● EXTRAIT DU DOCUMENT:
- - - - - - -

Mesures pour le journalisme

L’énoncé économique 2023 prévoit un investissement de 129 millions de dollars sur cinq ans en appui au journalisme et 10 millions de dollars pour chaque année subséquente.

Le plafond annuel des salaires admissibles passera de 55 000 $ à 85 000 $ par année et le crédit d’impôt sur les salaires passera de 25 % à 35 % pour une période de quatre ans à compter de 2024.

«La mesure […] profitera à la main-d’œuvre du secteur canadien de l’information, ainsi qu’aux personnes dans les communautés où les médias d’information locaux sont menacés, comme les communautés francophones et rurales, en aidant à assurer l’accès continu à des nouvelles locales fiables», peut-on lire dans l’énoncé économique.

Malgré ces nouvelles annonces, le gouvernement se garde de procéder à de grandes dépenses et prévoit maintenir le déficit à 40,1 milliards de dollars, comme annoncé dans le budget fédéral du printemps dernier.

Même si les perspectives économiques se sont assombries depuis la présentation du budget il y a six mois, le cout du financement de la dette a augmenté avec la hausse des taux d’intérêt et la marge de manœuvre financière du gouvernement s’en trouve réduite.

- - - - - - -

Items de contour de zones étiquetées:
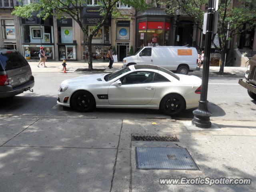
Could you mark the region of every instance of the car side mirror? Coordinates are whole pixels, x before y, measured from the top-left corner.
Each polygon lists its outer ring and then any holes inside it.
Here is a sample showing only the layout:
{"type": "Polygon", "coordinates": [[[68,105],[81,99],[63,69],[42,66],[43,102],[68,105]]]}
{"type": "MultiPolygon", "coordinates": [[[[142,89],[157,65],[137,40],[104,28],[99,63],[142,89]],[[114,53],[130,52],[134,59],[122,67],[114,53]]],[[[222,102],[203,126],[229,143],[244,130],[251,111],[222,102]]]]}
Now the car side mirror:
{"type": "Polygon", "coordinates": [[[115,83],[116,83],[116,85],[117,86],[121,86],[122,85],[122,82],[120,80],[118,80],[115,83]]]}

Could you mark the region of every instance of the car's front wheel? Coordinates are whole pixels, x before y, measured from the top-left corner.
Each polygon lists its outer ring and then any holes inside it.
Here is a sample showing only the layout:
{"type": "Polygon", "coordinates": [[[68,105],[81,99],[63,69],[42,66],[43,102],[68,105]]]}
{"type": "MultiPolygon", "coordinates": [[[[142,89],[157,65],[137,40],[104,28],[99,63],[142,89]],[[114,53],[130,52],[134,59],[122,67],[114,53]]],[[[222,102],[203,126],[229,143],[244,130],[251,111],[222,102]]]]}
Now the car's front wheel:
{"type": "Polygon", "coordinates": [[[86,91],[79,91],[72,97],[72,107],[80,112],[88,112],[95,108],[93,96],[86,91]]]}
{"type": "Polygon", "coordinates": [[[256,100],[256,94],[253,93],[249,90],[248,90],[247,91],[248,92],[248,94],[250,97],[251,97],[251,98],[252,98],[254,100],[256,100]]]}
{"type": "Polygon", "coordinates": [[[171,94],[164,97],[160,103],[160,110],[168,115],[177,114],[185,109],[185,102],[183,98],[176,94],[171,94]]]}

- - - - - - -

● OBJECTIF DE LA TÂCHE:
Reprenez le passage de l'extrait sur l'énoncé économique qui va de « Malgré ces nouvelles » à « du printemps dernier. », en mettant « manque à gagner » à la place de « déficit ». Ces items n'ont aucun rapport avec l'extrait.

● RÉPONSE COMPLÈTE:
Malgré ces nouvelles annonces, le gouvernement se garde de procéder à de grandes dépenses et prévoit maintenir le manque à gagner à 40,1 milliards de dollars, comme annoncé dans le budget fédéral du printemps dernier.